• Tasks
A) According to the text on California's End of Life Option Act, on what date did the act take effect?
B) Rewrite the text on California's End of Life Option Act from "Once this occurs, you" up to and including "then, it did.", substituting "expensive" for "costly".

╭─ Text under study

The Law
In 2015, during a special session on health care, the California legislature passed a death with dignity bill called the California End of Life Option Act. Signed into law by Governor Jerry Brown in October 2015, the act took effect on June 9, 2016. It allows terminally ill patients to request aid in dying in certain clearly defined situations. Over the years, changes have been made, but the law still falls short in too many ways. Right now, the requirements are as follows:
Must be 18 years or older.
Must be of sound mind and exhibit appropriate decision-making capabilities to the attending physician.
Must be able to self-ingest the medication either orally or by pushing through an NG tube.
Must be diagnosed with a terminal disease, with a life expectancy of six months or less, by two physicians. There is a time delay so that this can’t happen immediately.
Once this occurs, you can have the prescribing physician order the costly medicine and, in most cases, that physician will supervise the death.
The Reality
My husband and I knew about and supported this idea. Why should anyone have to die a slow and painful death when they were in a terminal condition? We had discussed our feelings throughout the years and knew (and trusted) that we would honor our loved one’s desires when and if the time came. And then, it did.
Mike got diagnosed with glioblastoma, a treatable, but not curable condition. Initially, we thought we would have a year at least, but his was no operable and radiation treatment really didn’t work for him. His condition worsened, though he didn’t have a lot of the awful aspects of the cancer. He wasn’t in pain. Still, his weakness grew so severe that he couldn’t care for himself. He asked me to help him die.
First, you must find a physician willing to help you with this and there are no useful lists to consult. Then, there is the time delay between the visits of both doctors. Finally, you have to wait for the medicine. It turns out that the ½ C of liquid you have to ingest with your own hand is terribly bitter, an awful way to end. And after all the “process,” you must be aware and considered of sound mind. Even if you had been at the start of the process, you must still be capable of legal consent at the end.
Mike wasn’t. He was barely conscious, despite having consciously signed the paperwork just a few days before. The doctor and I knew we could not go forward. Remember, the patient must take it themselves. If we helped, we could be charged with murder.
Fortunately, hospice helped me keep him comfortable (as much as possible), and he died a short time later, still without pain. But it wasn’t what we wanted. I believe he was such a strong-willed guy that when he decided he was done, his body obeyed him. But still, not everyone will be able to do this.
The Law Needs to Change
While I haven’t blogged about this yet, the Canadian program, MAID, goes too far, taking away control from patients and families. But consider some situations where people may be stuck, dying slowly, painfully and at great cost.
1. Dementia. As you must be of sound mind when you take the dose, no one with this disease will qualify. When you first get diagnosed, you are not within the last months of life. By the time most of us would want to give up, you’re not going to be considered “of sound mind.”
2. Our story. We know what our loved one wants, but it takes too long to get through the process and they lose the right to choose.
3. Severe pain, but not a terminal disease – if there is no way to treat the pain and it will be for the rest of your life, shouldn’t you be able to choose?

╰─
╭─ Supplied information

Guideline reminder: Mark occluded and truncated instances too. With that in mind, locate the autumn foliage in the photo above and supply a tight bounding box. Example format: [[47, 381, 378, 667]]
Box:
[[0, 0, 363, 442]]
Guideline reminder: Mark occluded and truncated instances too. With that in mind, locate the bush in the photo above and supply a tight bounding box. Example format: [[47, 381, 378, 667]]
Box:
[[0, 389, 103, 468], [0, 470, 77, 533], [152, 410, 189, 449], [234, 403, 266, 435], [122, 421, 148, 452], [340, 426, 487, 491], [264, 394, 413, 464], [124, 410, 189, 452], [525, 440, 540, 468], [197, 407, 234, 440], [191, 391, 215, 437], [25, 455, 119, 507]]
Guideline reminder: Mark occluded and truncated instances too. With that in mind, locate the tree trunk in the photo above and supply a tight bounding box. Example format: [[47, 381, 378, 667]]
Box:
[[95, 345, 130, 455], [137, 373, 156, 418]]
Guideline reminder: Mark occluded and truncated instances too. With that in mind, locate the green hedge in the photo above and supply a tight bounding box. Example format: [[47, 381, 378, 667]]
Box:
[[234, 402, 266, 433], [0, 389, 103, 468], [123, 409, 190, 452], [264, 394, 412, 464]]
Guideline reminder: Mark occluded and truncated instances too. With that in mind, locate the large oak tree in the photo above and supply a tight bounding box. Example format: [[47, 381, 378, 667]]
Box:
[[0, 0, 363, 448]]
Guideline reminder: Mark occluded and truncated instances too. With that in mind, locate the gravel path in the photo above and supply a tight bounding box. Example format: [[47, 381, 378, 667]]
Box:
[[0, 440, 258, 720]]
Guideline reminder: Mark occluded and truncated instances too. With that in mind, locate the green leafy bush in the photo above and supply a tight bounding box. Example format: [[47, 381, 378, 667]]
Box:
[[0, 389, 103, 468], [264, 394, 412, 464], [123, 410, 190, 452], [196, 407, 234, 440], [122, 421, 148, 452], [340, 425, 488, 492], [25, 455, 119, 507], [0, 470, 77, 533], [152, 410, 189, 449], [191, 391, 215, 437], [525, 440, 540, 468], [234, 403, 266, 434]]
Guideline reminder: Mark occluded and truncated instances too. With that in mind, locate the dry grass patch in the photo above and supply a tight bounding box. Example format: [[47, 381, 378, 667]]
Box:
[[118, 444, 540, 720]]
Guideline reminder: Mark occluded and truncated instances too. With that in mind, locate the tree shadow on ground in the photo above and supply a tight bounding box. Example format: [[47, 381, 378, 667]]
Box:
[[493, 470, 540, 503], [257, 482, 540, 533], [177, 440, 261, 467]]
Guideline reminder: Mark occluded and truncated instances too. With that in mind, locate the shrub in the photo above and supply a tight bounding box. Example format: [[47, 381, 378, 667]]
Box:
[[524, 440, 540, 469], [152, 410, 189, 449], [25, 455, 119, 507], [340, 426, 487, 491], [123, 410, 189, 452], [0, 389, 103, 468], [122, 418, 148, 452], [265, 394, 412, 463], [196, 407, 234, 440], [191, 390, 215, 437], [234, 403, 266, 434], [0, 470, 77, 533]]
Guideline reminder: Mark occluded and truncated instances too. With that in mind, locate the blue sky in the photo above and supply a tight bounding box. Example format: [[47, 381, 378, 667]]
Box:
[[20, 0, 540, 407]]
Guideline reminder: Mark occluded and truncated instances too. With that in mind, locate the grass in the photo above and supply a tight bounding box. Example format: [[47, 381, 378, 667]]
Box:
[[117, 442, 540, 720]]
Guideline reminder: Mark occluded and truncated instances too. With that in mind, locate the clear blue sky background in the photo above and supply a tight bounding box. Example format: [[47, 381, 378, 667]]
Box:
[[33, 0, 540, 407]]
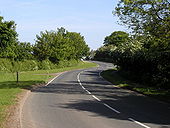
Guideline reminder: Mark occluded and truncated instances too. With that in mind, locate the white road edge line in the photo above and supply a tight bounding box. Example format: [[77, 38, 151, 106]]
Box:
[[77, 71, 120, 114], [128, 118, 151, 128], [77, 71, 151, 128], [19, 71, 67, 128]]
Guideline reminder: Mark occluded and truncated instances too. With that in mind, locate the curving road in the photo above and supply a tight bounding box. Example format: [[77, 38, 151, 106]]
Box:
[[21, 62, 170, 128]]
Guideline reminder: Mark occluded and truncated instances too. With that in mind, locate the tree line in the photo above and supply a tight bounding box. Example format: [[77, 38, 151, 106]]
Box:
[[0, 16, 89, 70], [94, 0, 170, 89]]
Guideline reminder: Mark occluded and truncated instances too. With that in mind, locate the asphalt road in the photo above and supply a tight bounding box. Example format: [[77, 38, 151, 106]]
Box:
[[21, 62, 170, 128]]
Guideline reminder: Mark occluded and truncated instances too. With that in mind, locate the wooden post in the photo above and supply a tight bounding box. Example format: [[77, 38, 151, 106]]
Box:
[[17, 72, 19, 83]]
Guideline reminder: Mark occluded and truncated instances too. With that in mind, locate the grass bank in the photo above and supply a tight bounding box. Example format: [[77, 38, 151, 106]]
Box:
[[0, 62, 97, 128], [101, 69, 170, 103]]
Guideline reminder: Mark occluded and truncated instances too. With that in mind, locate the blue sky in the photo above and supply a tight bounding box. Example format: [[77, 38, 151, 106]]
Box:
[[0, 0, 127, 49]]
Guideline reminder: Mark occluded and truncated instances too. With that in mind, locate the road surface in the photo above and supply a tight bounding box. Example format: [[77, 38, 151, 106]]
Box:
[[21, 62, 170, 128]]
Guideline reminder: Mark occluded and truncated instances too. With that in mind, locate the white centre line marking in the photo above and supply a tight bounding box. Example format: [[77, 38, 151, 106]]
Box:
[[92, 95, 101, 101], [77, 71, 151, 128], [77, 71, 120, 114], [103, 103, 120, 114], [128, 118, 151, 128]]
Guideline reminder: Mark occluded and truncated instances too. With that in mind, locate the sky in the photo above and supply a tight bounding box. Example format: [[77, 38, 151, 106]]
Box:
[[0, 0, 128, 50]]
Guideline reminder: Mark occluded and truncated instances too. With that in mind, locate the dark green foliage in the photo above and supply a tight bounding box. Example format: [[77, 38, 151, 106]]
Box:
[[95, 0, 170, 89], [94, 32, 170, 88], [104, 31, 129, 46], [34, 28, 89, 63]]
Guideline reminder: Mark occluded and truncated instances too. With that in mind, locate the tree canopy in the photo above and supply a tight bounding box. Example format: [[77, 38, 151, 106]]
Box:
[[104, 31, 129, 46], [34, 28, 89, 63]]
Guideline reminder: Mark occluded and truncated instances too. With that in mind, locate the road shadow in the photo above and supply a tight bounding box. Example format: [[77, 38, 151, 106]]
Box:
[[32, 68, 170, 128], [0, 80, 44, 90]]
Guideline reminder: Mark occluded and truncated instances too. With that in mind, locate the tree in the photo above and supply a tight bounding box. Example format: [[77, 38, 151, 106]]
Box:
[[104, 31, 129, 46], [34, 28, 89, 63], [114, 0, 170, 50]]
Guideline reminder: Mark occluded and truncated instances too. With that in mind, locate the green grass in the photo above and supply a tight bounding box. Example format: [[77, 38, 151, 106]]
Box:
[[101, 69, 170, 102], [0, 62, 97, 128]]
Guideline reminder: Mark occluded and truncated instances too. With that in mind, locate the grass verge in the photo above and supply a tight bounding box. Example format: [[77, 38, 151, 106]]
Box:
[[0, 62, 97, 128], [101, 69, 170, 103]]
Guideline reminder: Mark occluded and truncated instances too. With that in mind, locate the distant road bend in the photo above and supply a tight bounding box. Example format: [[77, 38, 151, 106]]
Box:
[[21, 62, 170, 128]]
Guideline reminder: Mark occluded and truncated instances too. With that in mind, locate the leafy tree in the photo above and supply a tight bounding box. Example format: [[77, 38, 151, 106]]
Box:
[[34, 28, 89, 63], [114, 0, 170, 50], [104, 31, 129, 46]]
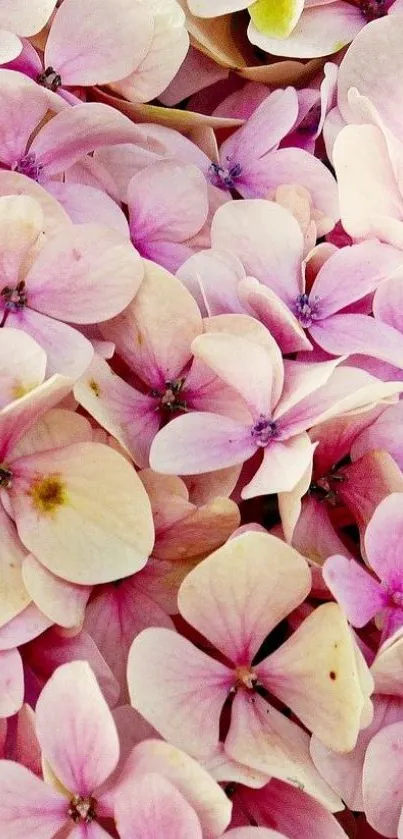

╰─

• Activity answers
A) June 9, 2016

B)
Once this occurs, you can have the prescribing physician order the expensive medicine and, in most cases, that physician will supervise the death.
The Reality
My husband and I knew about and supported this idea. Why should anyone have to die a slow and painful death when they were in a terminal condition? We had discussed our feelings throughout the years and knew (and trusted) that we would honor our loved one’s desires when and if the time came. And then, it did.